=== Section Start ===

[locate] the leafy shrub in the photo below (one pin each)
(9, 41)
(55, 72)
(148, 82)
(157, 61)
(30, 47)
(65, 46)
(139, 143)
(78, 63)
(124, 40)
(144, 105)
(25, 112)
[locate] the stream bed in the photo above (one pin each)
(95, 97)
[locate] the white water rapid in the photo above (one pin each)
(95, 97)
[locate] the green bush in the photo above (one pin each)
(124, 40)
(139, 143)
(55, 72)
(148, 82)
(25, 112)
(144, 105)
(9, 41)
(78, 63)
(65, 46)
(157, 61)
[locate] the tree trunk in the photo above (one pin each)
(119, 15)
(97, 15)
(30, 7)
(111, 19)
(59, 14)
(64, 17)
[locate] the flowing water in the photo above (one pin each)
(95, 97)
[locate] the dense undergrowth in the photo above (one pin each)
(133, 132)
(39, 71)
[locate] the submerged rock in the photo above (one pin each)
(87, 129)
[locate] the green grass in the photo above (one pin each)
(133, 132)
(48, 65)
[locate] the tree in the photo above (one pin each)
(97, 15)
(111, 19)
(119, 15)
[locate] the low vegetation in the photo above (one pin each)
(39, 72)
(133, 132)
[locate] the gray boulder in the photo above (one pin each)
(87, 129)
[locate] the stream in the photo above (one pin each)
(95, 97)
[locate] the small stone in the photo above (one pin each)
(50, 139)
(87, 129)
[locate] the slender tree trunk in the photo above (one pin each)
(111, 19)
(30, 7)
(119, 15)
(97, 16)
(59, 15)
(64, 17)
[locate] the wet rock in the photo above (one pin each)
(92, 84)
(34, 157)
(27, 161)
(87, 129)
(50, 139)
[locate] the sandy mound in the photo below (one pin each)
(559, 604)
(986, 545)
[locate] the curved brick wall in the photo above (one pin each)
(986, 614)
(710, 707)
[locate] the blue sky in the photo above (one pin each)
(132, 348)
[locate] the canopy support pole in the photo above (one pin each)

=== Section End ===

◆ Task to complete:
Your task is to write out, exactly, the line that holds "[locate] the curved" and every line after it until the records end.

◆ Answer for the task:
[locate] the curved brick wall in the photo above (one pin each)
(986, 614)
(710, 707)
[locate] the blue sky in the photo above (one pin each)
(132, 348)
[locate] the canopy support pole in the photo above (one pin each)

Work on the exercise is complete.